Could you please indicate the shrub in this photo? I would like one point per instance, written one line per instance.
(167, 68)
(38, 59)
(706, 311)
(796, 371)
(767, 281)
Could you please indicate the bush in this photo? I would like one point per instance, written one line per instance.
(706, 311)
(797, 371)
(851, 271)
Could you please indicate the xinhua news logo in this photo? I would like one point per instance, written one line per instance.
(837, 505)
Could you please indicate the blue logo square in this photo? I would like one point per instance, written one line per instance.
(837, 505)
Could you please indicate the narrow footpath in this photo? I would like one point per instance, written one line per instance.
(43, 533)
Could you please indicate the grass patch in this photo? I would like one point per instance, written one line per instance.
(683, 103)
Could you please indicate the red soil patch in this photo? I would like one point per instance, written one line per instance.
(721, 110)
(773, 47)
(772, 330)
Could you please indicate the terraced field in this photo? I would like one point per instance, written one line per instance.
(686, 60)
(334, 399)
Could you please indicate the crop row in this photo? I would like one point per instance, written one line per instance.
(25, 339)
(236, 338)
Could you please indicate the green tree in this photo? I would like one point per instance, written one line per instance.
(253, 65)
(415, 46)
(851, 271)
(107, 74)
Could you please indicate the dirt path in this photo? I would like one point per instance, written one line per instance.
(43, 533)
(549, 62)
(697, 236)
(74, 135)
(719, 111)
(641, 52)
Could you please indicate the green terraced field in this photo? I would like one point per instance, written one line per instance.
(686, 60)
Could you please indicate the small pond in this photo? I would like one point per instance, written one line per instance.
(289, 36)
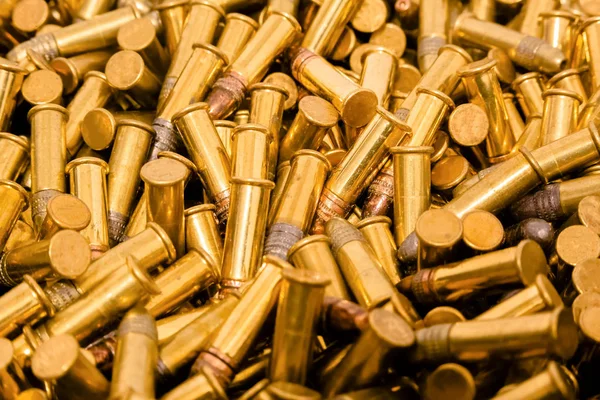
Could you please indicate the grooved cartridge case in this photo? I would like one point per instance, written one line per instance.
(137, 354)
(129, 153)
(95, 92)
(324, 80)
(521, 263)
(244, 237)
(207, 152)
(48, 156)
(61, 361)
(523, 49)
(359, 166)
(300, 299)
(88, 182)
(165, 181)
(295, 211)
(359, 264)
(561, 110)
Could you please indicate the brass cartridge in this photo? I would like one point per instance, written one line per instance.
(551, 382)
(266, 109)
(300, 300)
(65, 255)
(150, 247)
(95, 92)
(521, 263)
(14, 155)
(539, 296)
(313, 253)
(438, 233)
(523, 49)
(26, 303)
(165, 180)
(386, 333)
(238, 30)
(189, 275)
(200, 27)
(139, 35)
(556, 201)
(314, 118)
(203, 68)
(358, 167)
(88, 182)
(359, 264)
(129, 153)
(412, 188)
(295, 210)
(561, 110)
(60, 360)
(97, 33)
(250, 151)
(137, 355)
(127, 72)
(229, 344)
(433, 27)
(323, 80)
(376, 230)
(48, 156)
(207, 152)
(328, 25)
(72, 70)
(551, 333)
(484, 90)
(244, 237)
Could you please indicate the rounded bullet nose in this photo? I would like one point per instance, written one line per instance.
(449, 381)
(70, 254)
(359, 108)
(531, 261)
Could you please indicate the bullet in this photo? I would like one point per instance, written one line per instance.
(315, 116)
(127, 72)
(328, 26)
(190, 274)
(61, 361)
(523, 49)
(349, 178)
(386, 333)
(313, 253)
(521, 263)
(129, 153)
(376, 231)
(362, 270)
(199, 27)
(207, 152)
(226, 349)
(48, 156)
(433, 26)
(87, 177)
(139, 35)
(552, 382)
(484, 90)
(238, 30)
(137, 354)
(298, 203)
(14, 155)
(165, 180)
(555, 201)
(42, 87)
(244, 237)
(300, 299)
(98, 32)
(150, 247)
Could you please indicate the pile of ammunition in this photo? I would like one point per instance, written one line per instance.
(299, 199)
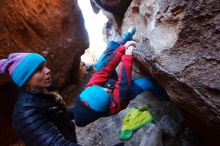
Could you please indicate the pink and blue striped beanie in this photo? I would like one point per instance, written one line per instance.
(21, 66)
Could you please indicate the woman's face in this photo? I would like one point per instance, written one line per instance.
(40, 79)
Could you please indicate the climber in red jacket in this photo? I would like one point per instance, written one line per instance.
(97, 99)
(107, 92)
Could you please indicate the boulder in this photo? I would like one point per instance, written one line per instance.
(54, 29)
(178, 45)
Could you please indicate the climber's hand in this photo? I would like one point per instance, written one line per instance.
(129, 50)
(130, 43)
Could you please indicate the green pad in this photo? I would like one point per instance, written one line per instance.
(134, 119)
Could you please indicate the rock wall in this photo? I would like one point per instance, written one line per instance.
(53, 28)
(179, 46)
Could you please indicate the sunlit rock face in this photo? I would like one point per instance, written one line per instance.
(53, 28)
(179, 46)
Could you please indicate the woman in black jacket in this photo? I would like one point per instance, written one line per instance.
(39, 117)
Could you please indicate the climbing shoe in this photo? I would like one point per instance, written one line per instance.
(133, 120)
(127, 36)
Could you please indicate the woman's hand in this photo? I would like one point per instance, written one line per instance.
(130, 45)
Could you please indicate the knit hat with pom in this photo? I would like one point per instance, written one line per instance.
(21, 66)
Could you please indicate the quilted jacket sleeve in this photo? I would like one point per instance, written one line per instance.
(35, 128)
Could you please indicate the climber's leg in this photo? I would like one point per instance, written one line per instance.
(141, 84)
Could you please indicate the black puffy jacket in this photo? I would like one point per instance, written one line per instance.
(41, 120)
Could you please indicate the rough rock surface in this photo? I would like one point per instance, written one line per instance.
(167, 129)
(53, 28)
(179, 46)
(115, 9)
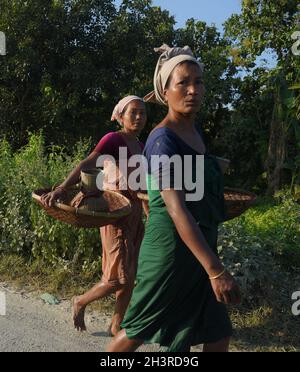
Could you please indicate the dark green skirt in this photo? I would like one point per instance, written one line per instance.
(173, 303)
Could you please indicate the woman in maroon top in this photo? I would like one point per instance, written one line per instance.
(120, 242)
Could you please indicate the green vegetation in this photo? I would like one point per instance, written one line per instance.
(67, 64)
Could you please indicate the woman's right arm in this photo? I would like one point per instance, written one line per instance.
(225, 287)
(48, 199)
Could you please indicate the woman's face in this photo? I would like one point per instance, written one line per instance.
(185, 90)
(134, 117)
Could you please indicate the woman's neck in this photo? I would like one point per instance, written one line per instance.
(130, 135)
(180, 121)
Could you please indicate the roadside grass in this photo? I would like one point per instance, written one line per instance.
(261, 249)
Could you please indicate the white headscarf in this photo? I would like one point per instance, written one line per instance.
(169, 59)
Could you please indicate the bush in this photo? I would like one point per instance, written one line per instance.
(262, 249)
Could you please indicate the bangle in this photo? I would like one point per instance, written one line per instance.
(217, 276)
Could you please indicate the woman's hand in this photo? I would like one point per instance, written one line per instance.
(50, 198)
(226, 289)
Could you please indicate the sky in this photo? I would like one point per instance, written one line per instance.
(209, 11)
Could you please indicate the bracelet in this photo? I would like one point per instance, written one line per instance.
(217, 276)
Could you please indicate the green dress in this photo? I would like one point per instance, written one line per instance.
(173, 303)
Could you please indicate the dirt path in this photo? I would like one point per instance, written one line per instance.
(31, 325)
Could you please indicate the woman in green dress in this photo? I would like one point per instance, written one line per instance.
(181, 285)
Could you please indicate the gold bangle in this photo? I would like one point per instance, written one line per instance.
(217, 276)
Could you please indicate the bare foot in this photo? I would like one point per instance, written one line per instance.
(78, 315)
(113, 330)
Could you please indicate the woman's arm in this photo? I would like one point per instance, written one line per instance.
(225, 288)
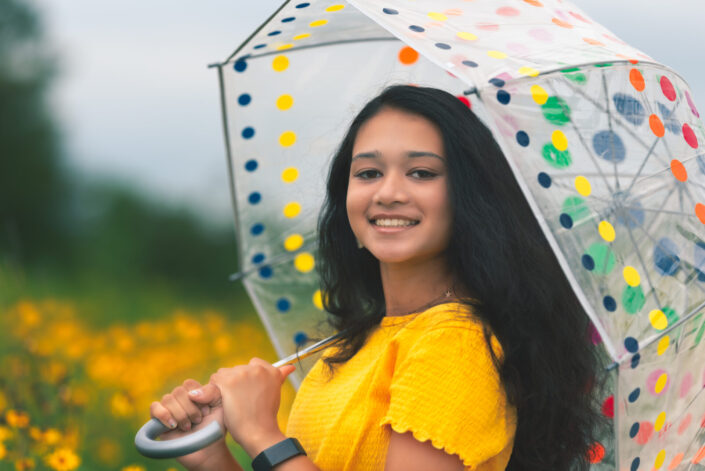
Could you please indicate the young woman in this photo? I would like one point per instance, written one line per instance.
(464, 346)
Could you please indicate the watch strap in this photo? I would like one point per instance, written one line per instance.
(277, 454)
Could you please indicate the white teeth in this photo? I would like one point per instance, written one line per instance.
(394, 222)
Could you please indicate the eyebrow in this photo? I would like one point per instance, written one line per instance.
(411, 154)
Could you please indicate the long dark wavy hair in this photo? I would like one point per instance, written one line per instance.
(499, 256)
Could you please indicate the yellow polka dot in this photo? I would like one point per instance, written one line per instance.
(291, 210)
(293, 242)
(559, 140)
(284, 102)
(658, 319)
(287, 138)
(290, 174)
(661, 383)
(660, 458)
(631, 276)
(663, 345)
(539, 95)
(437, 16)
(318, 299)
(304, 262)
(467, 36)
(280, 63)
(529, 71)
(606, 231)
(583, 186)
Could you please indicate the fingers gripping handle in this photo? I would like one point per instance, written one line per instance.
(146, 442)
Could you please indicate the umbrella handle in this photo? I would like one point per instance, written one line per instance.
(146, 442)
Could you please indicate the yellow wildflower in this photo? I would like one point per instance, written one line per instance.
(16, 419)
(63, 459)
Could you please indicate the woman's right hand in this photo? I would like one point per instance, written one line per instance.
(177, 411)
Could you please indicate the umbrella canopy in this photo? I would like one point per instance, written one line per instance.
(605, 143)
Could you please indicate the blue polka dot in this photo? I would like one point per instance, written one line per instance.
(257, 229)
(258, 258)
(496, 81)
(566, 220)
(283, 304)
(248, 132)
(503, 97)
(522, 138)
(300, 338)
(588, 262)
(634, 395)
(631, 344)
(254, 197)
(609, 303)
(635, 360)
(244, 99)
(634, 430)
(544, 180)
(240, 65)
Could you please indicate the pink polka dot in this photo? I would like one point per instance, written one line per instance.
(507, 11)
(689, 136)
(667, 88)
(541, 35)
(686, 384)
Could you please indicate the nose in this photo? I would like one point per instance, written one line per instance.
(391, 190)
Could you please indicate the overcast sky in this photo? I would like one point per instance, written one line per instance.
(137, 102)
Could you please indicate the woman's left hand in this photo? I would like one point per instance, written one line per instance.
(250, 396)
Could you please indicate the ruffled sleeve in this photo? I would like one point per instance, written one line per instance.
(445, 388)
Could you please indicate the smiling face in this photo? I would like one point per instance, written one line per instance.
(397, 200)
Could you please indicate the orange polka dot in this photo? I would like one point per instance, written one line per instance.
(700, 212)
(656, 125)
(408, 55)
(561, 23)
(637, 80)
(679, 170)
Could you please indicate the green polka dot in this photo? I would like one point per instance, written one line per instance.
(576, 208)
(603, 257)
(633, 299)
(555, 157)
(556, 110)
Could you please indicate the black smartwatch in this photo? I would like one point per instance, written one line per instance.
(277, 454)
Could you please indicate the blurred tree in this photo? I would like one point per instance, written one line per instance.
(32, 183)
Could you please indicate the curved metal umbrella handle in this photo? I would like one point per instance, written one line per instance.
(146, 442)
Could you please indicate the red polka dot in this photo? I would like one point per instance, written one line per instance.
(408, 55)
(507, 11)
(679, 170)
(700, 212)
(637, 80)
(465, 101)
(689, 136)
(667, 88)
(608, 407)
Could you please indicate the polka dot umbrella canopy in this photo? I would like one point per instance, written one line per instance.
(605, 142)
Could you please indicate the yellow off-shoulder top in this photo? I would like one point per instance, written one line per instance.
(430, 373)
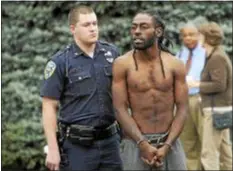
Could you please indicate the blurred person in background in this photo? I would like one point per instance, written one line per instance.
(215, 89)
(193, 56)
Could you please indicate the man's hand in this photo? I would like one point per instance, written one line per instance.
(148, 153)
(160, 155)
(53, 159)
(193, 84)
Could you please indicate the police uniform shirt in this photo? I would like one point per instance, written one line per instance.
(82, 84)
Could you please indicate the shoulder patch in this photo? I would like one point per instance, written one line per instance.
(49, 69)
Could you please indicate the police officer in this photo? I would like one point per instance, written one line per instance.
(78, 81)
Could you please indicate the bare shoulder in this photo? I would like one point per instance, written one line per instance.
(123, 61)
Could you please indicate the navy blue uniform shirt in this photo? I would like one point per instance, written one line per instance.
(82, 84)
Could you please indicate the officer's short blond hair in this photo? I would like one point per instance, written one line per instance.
(74, 13)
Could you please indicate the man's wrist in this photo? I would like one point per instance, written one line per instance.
(143, 141)
(168, 145)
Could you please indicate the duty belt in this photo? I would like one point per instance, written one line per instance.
(75, 130)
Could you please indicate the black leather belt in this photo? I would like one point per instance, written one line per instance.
(158, 139)
(75, 130)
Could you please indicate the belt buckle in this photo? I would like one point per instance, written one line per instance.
(97, 133)
(158, 140)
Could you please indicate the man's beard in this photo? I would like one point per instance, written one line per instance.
(147, 44)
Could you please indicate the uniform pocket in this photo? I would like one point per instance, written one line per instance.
(81, 82)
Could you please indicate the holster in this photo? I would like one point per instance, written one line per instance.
(87, 135)
(64, 158)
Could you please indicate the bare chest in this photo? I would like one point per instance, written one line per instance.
(150, 77)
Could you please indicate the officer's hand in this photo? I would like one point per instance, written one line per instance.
(53, 159)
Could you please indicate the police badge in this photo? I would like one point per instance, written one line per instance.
(109, 56)
(49, 69)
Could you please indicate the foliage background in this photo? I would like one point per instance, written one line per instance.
(33, 31)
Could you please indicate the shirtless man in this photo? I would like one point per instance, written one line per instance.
(150, 82)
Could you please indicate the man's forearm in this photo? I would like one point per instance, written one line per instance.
(50, 126)
(177, 125)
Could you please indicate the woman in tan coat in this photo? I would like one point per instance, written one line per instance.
(216, 85)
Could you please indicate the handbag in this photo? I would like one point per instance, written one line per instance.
(221, 119)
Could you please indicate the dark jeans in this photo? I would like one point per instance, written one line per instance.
(103, 155)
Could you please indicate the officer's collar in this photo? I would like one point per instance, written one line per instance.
(78, 52)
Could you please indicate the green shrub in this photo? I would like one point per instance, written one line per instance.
(33, 31)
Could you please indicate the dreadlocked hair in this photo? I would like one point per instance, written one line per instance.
(163, 41)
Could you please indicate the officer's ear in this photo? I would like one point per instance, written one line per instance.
(159, 32)
(72, 28)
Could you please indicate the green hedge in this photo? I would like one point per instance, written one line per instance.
(33, 31)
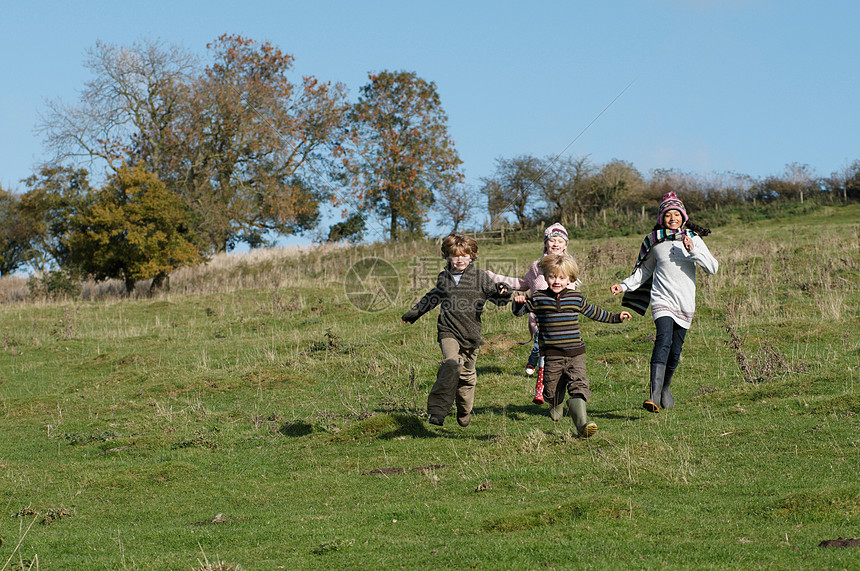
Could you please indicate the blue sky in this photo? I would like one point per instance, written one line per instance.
(743, 86)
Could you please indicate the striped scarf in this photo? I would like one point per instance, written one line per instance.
(638, 299)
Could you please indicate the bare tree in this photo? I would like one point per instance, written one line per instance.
(456, 204)
(127, 111)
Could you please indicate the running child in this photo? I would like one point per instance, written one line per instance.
(461, 292)
(557, 310)
(664, 275)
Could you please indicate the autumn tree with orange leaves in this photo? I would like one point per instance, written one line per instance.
(256, 150)
(400, 153)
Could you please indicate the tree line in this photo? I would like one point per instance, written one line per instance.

> [PROBLEM STATEMENT] When you find the line that contains "Could you please indicate the man's forearm", retype it and every line after it through the end of the data above, exactly, with no pictures.

> [EXERCISE RESULT]
Could you please indicate the man's forearm in this photo? I would like one point per instance, written one line per instance.
(50, 126)
(177, 125)
Could you please indicate the woman in tan coat in this photo? I would like one point per instance, written one line per instance.
(216, 85)
Could you please indicate the handbag in this photo? I would like one point per instance, written one line per instance.
(221, 119)
Could you please indicate the dark jeans in this photo? I would like one point per instance, written one line per instance.
(103, 155)
Could you please indicate the officer's collar in this photo? I would like one point per instance, written one line per instance.
(78, 52)
Could you please indicate the green shrub in this photo? I would like one point per instance, written one line per instance.
(33, 31)
Could you please indicate the dreadlocked hair in this photo? I would like one point per instance, written one line per instance.
(163, 41)
Could you please indicate the officer's ear in this photo? I would like one point per instance, written one line per instance.
(159, 32)
(72, 28)
Could you please indicate the green hedge in this photo? I would like one point per instance, written one line per instance.
(33, 31)
Could you please indicate the blue sky in this photo? I would like one point per instance, written one line per instance.
(743, 86)
Could you please indicate the striped scarf in this photo? I would like one point per instance, written one line per instance.
(638, 299)
Could you please indicate the bare tree in this photo? I would like one point per instance, written one line per instance.
(456, 204)
(127, 111)
Could you please indicate the running child in this photo? I would like one point per instance, written one line per instance.
(461, 292)
(557, 310)
(664, 275)
Could you please indicate the autumn tree with orange leaves in this photo? I would like one point per instance, written one line per instance.
(256, 150)
(400, 153)
Could you please indicate the tree line in this photo? I would like one point per instance, written one line per instance.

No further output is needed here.